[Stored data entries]
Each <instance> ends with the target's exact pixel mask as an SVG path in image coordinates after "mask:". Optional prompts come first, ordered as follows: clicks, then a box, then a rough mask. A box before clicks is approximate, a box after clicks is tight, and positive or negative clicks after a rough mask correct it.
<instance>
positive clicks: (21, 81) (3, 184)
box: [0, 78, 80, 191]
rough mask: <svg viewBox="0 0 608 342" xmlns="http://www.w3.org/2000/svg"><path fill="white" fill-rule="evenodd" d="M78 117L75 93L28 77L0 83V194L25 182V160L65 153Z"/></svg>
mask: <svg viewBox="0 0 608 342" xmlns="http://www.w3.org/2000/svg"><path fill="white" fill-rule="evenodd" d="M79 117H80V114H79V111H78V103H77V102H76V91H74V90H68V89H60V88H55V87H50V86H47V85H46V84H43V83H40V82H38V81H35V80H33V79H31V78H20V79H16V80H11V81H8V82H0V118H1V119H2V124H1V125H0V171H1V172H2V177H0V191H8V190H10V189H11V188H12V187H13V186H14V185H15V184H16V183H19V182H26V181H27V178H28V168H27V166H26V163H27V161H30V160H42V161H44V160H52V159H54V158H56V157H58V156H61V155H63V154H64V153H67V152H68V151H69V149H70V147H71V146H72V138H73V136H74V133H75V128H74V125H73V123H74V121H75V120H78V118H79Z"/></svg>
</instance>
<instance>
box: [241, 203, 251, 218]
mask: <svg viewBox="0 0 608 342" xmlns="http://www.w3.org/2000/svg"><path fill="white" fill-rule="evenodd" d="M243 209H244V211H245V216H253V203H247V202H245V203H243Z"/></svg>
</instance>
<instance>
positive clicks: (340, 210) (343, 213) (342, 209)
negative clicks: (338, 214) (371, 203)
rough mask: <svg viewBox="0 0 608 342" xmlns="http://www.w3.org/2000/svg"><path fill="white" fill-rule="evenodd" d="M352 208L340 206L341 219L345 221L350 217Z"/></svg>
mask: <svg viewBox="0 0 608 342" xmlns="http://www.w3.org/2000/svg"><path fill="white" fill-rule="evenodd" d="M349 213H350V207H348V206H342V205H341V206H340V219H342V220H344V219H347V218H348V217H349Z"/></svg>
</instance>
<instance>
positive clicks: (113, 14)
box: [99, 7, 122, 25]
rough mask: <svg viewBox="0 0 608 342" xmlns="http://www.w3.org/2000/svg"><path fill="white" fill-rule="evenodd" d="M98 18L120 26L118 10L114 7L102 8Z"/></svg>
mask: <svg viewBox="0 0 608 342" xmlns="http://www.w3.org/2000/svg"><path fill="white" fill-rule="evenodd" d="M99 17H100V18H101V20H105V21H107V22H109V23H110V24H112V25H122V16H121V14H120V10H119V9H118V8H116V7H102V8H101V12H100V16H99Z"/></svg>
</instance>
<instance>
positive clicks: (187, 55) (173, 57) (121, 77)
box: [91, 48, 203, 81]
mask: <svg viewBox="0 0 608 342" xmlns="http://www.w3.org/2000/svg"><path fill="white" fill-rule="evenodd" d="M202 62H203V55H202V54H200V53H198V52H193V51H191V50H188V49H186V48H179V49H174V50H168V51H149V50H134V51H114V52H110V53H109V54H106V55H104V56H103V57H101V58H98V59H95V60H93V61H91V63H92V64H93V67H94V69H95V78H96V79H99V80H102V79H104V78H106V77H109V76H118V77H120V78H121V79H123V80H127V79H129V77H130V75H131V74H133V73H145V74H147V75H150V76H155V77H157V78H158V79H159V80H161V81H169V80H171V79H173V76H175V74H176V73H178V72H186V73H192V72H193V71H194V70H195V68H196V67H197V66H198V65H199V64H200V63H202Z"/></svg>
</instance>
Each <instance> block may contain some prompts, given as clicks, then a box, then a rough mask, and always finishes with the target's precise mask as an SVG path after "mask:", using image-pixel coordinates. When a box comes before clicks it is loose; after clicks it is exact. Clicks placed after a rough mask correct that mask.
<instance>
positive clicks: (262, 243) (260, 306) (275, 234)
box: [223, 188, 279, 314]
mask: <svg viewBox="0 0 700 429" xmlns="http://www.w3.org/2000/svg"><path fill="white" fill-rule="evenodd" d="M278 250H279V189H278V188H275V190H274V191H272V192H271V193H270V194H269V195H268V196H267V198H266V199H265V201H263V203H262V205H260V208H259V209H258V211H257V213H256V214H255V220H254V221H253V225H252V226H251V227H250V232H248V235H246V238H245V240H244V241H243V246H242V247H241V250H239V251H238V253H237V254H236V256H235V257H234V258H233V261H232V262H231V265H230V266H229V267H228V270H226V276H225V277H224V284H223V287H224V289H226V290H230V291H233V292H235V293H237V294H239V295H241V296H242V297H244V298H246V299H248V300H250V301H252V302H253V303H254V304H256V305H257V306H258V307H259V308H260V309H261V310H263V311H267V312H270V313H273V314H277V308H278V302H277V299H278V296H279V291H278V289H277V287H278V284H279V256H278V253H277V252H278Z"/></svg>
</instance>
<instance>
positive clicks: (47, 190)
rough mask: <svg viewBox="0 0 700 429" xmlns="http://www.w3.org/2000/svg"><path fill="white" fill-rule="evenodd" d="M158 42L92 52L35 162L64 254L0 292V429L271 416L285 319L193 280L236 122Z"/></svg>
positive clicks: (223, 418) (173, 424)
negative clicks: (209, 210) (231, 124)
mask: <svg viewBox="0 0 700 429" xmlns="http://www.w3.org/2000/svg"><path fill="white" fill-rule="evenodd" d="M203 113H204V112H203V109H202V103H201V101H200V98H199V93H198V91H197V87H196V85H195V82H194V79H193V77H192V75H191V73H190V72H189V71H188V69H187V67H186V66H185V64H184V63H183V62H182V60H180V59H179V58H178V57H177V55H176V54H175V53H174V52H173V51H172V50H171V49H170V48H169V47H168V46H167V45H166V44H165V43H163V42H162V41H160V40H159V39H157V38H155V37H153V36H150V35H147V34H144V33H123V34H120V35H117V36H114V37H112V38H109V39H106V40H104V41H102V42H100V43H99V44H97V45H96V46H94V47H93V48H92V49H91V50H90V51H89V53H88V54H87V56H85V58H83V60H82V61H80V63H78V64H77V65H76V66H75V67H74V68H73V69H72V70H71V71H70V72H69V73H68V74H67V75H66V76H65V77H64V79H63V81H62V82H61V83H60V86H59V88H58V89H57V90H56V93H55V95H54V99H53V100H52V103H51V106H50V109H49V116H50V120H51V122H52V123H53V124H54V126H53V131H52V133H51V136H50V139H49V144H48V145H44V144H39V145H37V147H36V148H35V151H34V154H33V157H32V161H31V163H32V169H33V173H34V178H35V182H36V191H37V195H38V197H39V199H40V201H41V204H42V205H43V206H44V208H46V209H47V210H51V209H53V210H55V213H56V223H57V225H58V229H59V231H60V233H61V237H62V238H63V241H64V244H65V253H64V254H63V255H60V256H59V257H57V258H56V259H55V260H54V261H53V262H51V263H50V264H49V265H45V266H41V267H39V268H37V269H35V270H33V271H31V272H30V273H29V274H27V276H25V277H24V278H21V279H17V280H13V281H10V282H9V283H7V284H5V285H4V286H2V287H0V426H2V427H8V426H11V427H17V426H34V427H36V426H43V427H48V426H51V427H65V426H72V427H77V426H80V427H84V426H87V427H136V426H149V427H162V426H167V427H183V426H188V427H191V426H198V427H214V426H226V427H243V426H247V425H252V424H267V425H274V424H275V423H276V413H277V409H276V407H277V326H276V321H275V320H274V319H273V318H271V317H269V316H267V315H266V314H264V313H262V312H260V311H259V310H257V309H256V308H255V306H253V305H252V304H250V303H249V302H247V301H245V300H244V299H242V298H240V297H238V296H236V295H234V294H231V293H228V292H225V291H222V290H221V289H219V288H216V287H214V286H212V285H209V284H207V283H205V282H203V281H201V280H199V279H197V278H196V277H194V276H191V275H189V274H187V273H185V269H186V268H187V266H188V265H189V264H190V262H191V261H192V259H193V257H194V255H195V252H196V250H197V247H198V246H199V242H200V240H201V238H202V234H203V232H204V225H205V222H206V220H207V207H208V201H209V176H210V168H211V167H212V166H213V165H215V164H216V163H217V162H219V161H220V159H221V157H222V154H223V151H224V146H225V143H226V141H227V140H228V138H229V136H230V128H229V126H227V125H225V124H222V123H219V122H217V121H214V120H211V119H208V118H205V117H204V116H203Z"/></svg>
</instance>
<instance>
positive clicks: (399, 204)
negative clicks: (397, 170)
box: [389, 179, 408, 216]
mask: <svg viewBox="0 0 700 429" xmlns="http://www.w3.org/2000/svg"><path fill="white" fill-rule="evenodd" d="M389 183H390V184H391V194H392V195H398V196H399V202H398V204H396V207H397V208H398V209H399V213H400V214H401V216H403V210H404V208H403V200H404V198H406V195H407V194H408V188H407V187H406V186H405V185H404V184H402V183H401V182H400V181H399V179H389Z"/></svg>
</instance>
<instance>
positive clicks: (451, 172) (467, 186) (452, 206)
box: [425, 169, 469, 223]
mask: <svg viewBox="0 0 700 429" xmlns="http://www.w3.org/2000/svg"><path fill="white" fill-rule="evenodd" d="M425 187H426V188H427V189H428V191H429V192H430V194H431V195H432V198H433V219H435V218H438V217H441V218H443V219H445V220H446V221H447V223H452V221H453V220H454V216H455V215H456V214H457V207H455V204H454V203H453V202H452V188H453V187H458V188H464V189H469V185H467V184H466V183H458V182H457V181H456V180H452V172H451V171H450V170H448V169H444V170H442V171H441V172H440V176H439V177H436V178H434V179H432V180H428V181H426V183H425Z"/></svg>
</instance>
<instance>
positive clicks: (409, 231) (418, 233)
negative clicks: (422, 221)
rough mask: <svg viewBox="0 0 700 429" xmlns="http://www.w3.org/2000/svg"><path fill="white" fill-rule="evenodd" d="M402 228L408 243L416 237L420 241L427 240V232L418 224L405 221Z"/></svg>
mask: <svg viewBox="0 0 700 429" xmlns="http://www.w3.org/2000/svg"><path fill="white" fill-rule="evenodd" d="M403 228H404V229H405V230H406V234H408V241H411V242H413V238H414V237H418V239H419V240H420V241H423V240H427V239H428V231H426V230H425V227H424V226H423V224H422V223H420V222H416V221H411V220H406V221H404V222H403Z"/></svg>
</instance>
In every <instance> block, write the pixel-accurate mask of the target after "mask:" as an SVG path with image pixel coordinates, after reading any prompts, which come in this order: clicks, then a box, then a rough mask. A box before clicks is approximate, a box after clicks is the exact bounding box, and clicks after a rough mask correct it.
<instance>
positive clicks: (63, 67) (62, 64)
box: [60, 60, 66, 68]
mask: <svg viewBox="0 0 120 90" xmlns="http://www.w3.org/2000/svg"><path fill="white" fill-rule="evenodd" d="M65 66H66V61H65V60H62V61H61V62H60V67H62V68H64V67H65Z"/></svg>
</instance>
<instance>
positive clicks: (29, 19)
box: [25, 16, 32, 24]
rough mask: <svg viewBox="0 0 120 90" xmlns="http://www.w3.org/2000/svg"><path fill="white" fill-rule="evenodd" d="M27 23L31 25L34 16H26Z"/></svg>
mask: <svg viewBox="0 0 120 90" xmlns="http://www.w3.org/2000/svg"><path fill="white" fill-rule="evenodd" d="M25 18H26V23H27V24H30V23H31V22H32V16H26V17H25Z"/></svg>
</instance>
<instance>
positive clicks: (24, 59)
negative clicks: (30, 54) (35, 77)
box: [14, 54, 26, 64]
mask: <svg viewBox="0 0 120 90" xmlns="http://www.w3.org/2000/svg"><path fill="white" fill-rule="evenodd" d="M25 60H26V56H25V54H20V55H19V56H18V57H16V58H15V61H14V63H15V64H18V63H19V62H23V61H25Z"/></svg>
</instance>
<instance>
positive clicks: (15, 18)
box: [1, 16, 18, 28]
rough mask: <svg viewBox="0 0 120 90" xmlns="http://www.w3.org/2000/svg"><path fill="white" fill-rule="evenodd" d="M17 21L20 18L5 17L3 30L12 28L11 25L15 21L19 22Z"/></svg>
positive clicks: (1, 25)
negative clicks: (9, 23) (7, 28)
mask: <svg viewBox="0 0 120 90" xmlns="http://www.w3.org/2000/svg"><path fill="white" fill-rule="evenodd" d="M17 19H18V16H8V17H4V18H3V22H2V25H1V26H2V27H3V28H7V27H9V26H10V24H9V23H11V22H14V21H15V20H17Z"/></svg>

● **TASK REQUIREMENTS**
Output nothing but the lines from the one containing "21L20 18L5 17L3" through the last line of the data, exactly as they stand.

● **PROBLEM SOLUTION**
rough mask: <svg viewBox="0 0 120 90" xmlns="http://www.w3.org/2000/svg"><path fill="white" fill-rule="evenodd" d="M17 21L20 18L5 17L3 30L12 28L11 25L15 21L19 22Z"/></svg>
positive clicks: (1, 25)
negative clicks: (9, 23) (7, 28)
mask: <svg viewBox="0 0 120 90" xmlns="http://www.w3.org/2000/svg"><path fill="white" fill-rule="evenodd" d="M17 19H18V16H8V17H4V18H3V22H2V25H1V26H2V27H3V28H7V27H9V26H10V24H9V23H11V22H14V21H15V20H17Z"/></svg>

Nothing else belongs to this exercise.